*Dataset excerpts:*
■ ■ ■ ■ ■

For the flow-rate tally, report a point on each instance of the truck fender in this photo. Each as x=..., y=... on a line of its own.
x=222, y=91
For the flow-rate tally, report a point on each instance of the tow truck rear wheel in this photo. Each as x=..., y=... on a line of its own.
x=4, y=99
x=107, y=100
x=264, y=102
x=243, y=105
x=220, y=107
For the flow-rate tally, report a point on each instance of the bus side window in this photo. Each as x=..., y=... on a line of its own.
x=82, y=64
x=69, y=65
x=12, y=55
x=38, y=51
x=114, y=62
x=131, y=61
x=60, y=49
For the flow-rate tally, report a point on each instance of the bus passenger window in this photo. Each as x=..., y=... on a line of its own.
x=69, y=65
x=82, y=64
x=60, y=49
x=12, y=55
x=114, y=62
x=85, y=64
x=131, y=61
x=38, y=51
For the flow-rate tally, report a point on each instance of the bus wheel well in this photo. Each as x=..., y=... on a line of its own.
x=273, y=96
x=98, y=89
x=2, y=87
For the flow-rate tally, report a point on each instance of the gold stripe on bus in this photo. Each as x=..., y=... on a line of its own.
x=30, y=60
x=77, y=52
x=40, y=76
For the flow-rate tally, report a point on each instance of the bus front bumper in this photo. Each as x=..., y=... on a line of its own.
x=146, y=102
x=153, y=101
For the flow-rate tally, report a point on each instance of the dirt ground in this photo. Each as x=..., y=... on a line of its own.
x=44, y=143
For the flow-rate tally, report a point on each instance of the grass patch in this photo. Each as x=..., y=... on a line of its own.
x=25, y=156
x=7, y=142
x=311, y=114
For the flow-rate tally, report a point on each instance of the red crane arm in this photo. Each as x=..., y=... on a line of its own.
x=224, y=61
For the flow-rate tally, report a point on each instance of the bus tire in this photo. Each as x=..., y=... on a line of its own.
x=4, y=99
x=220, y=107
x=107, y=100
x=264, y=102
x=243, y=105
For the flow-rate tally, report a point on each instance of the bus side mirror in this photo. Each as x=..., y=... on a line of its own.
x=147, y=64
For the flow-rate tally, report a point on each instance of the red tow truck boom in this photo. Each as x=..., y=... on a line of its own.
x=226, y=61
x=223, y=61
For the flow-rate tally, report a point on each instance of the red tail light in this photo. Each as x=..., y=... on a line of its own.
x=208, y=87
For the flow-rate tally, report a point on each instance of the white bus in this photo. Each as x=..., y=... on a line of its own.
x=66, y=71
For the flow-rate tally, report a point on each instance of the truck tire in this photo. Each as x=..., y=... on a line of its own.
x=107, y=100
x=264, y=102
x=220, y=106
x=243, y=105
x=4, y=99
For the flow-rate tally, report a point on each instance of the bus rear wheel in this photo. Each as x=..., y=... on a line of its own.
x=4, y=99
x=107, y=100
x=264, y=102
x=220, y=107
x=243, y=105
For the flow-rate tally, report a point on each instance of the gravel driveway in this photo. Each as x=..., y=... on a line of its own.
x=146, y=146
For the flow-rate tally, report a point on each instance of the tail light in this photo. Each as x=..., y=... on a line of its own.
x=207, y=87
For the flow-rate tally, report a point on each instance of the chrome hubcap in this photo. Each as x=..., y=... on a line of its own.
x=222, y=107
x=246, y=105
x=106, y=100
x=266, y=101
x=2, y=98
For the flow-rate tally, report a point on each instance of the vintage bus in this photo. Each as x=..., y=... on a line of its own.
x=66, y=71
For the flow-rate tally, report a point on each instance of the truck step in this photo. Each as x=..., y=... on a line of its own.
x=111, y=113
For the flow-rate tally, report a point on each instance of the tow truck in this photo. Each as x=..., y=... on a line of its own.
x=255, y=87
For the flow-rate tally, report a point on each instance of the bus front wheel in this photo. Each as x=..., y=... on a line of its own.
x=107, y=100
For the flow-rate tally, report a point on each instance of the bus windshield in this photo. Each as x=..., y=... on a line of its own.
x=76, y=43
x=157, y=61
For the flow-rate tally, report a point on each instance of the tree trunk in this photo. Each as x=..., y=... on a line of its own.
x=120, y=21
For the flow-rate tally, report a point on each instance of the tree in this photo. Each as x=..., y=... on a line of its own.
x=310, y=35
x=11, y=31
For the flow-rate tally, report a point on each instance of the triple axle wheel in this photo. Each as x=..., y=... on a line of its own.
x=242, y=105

■ ■ ■ ■ ■

Repeat every line of the data, exactly and in full.

For the flow-rate tally, report a point on each instance of the truck fender in this photo. Each as x=..., y=... on a line of its own.
x=222, y=91
For the flow-rate tally, report a point on each instance of the tow truck rear wheel in this photo. Each as x=..., y=... on a line of its own.
x=4, y=99
x=107, y=100
x=264, y=102
x=243, y=105
x=220, y=107
For the flow-rate tally, report a point on each instance of the bus side window in this photo. Each as x=..., y=... on a line of its own.
x=82, y=64
x=69, y=65
x=12, y=55
x=38, y=51
x=114, y=62
x=131, y=61
x=60, y=49
For the flow-rate tally, report a point on each instance of the bus passenger window in this photo. Each as x=..., y=... on a line of its own.
x=69, y=65
x=82, y=64
x=60, y=49
x=12, y=55
x=114, y=62
x=85, y=64
x=131, y=61
x=38, y=51
For the flow-rate tally, report a point on each instance of the bus wheel well in this photo. Each as x=..., y=... on a line of its own.
x=273, y=96
x=98, y=89
x=2, y=87
For the flow-rate tally, report a point on each instance of the gold stripe on bus in this photo. Each as x=..., y=... on a line of its own.
x=30, y=60
x=77, y=52
x=40, y=76
For the flow-rate tally, report a point on each instance of the bus front bumper in this photo. Each as x=..., y=... on a line of its own.
x=146, y=102
x=153, y=101
For the flow-rate tally, report a point on each instance of the dirt ground in this photo. Each as x=..., y=... on a line of its own.
x=44, y=143
For the flow-rate tally, report a point on each instance of the grass patch in this photo. Each as x=..., y=... on a line of its own.
x=25, y=156
x=7, y=142
x=311, y=114
For the flow-rate tally, report a point on each instance of the red crane arm in this photo. Each as x=..., y=... on a line of its own.
x=224, y=61
For the flow-rate tally, report a point on each instance of the bus tire in this photo. Each as x=..., y=... on a line of its own.
x=4, y=99
x=220, y=107
x=107, y=100
x=264, y=102
x=243, y=105
For the flow-rate tally, report a point on each instance of the bus side mirror in this photo. Each as x=..., y=... on a line of its own.
x=147, y=64
For the flow-rate tally, report a point on each instance of the red tow truck boom in this photo. Each as x=..., y=... on a line of its own.
x=226, y=61
x=223, y=61
For the flow-rate tally, report a point on each instance of the red tail light in this photo. Each as x=..., y=... on a line of its own.
x=208, y=87
For the flow-rate tally, report a point on each instance of the white bus in this photo. Each as x=..., y=... on a line of its own.
x=66, y=71
For the flow-rate tally, report a point on each instance of the truck tire in this photo. Each as x=..., y=... on a line of its own.
x=107, y=100
x=264, y=102
x=220, y=106
x=243, y=105
x=4, y=99
For the flow-rate tally, report a point on each instance of the bus rear wheel in this photo. Each as x=..., y=... on a line of its own.
x=4, y=99
x=107, y=100
x=264, y=102
x=220, y=107
x=243, y=105
For the flow-rate tally, report a point on each instance of the gravel driveway in this photo. Each as x=..., y=... on a line of its own.
x=146, y=146
For the flow-rate tally, report a point on each instance of the tail light in this photo. Each as x=..., y=... on a line of its own.
x=207, y=87
For the flow-rate tally, report a point on each instance of the chrome hubcap in this photo. Each as x=..., y=... on a line of its own.
x=222, y=107
x=246, y=105
x=106, y=100
x=266, y=101
x=2, y=98
For the flow-rate tally, report a point on each instance of the vintage bus in this photo. Each as x=..., y=... on a line of its own.
x=66, y=71
For the flow-rate tally, report a point on each instance of the truck step in this photo. Each as x=..., y=... on a line of its own.
x=111, y=113
For the flow-rate tally, report a point on each instance of the tow truck in this photo. Each as x=..., y=... on a line of its own.
x=255, y=87
For the flow-rate tally, report a point on each instance of the bus front wheel in this photo. Each as x=..., y=... on a line of its own.
x=107, y=100
For the flow-rate tally, report a point on each instance of the bus windshield in this photo. Each as x=..., y=... on a line of its own.
x=76, y=43
x=157, y=61
For the flow-rate tally, report a point on each instance of the tree trunk in this photo. Each as x=..., y=... on a line of its own.
x=120, y=21
For the flow-rate tally, report a point on each instance of the tree in this photo. Each as x=..., y=... on a line of its own.
x=310, y=35
x=11, y=31
For the flow-rate tally, report a point on each instance of the triple axle wheel in this photo. Each as x=..., y=... on a line of its own.
x=242, y=105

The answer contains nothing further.